### GIVEN PASSAGE
───

Equal Sleep Log Transformation

Bessie the cow is notorious for falling asleep in Farmer John's class, and her classmate Elsie has been keeping track of the number of times Bessie naps during each of the N class periods. The log is represented by an array a where the i-th element a_i denotes the number of times Bessie fell asleep during the i-th period. It is known that \(1 \le N \le 10^5\), \(0 \le a_i \le 10^6\), and \(\sum_{i=1}^{N} a_i \le 10^6\).

Elsie wants to modify the log to make it appear that Bessie fell asleep exactly the same number of times in every class period. The only operation allowed is to combine two adjacent class periods into a single period (i.e. replace two consecutive numbers with their sum). After a sequence of such operations, the log will consist of several segments, and if all the segment values are equal then Elsie will succeed.

───

### GIVEN MATERIAL
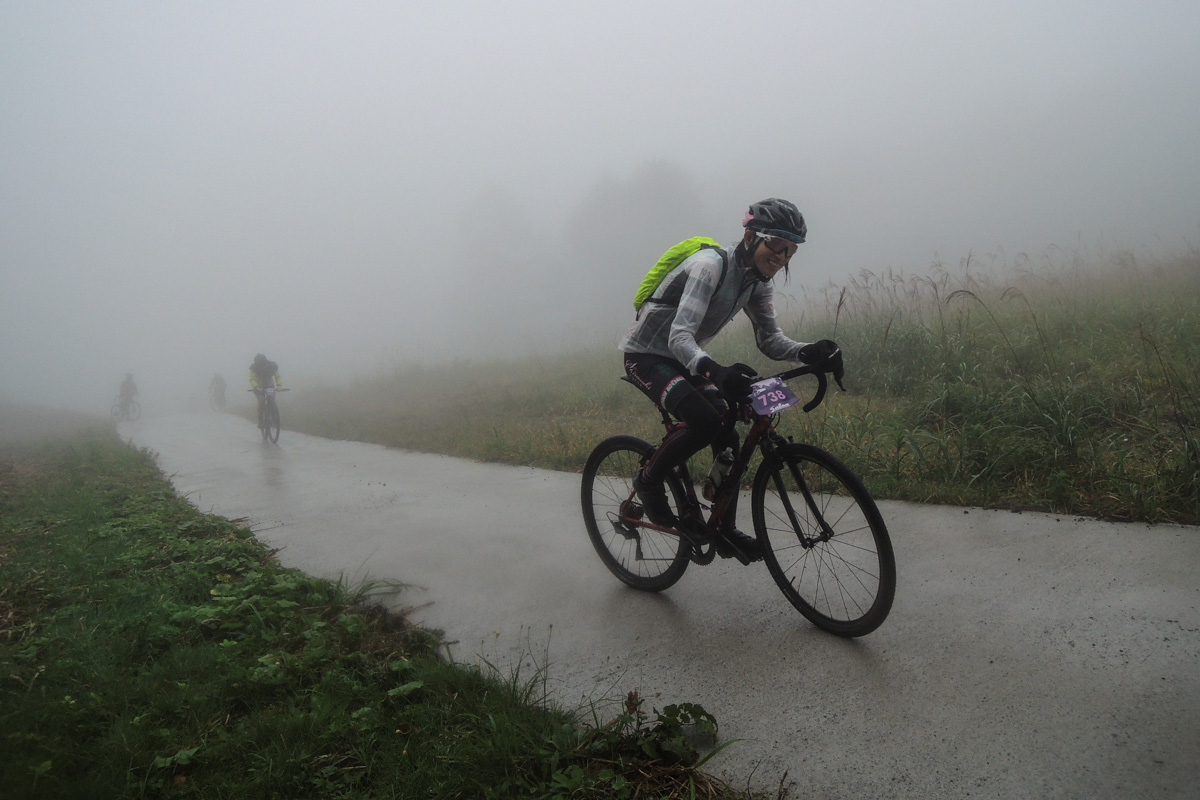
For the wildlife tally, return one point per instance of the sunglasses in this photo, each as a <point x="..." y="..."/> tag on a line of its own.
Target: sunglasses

───

### EXERCISE SET
- 1) In the sleep log problem statement, what is the only operation Elsie is allowed to perform on the log?
- 2) Carry on the sleep log problem statement, starting after its final sentence.

### OUTPUTS FOR THE TASKS
- 1) She may combine two adjacent class periods into a single period by replacing two consecutive numbers with their sum.

- 2)
Formally, if the final log has m segments each with a value of \(T\) then we must have \(m \times T = \sum_{i=1}^{N} a_i\), and each segment must be a contiguous subsequence of the original log whose sum is \(T\). Each combination reduces the length of the log by 1. Determine the minimum number of modifications (combinations) Elsie needs to perform so that all the numbers in the log become equal.

inputFormat

Input Format:

• The first line contains an integer N (\(1 \le N \le 10^5\)), the number of class periods.
• The second line contains N space-separated non-negative integers a₁, a₂, \dots, a_N (\(0 \le a_i \le 10^6\)) with \(\sum a_i \le 10^6\).

outputFormat

Output Format:

• Output a single integer representing the minimum number of modifications required so that all elements in the log are equal.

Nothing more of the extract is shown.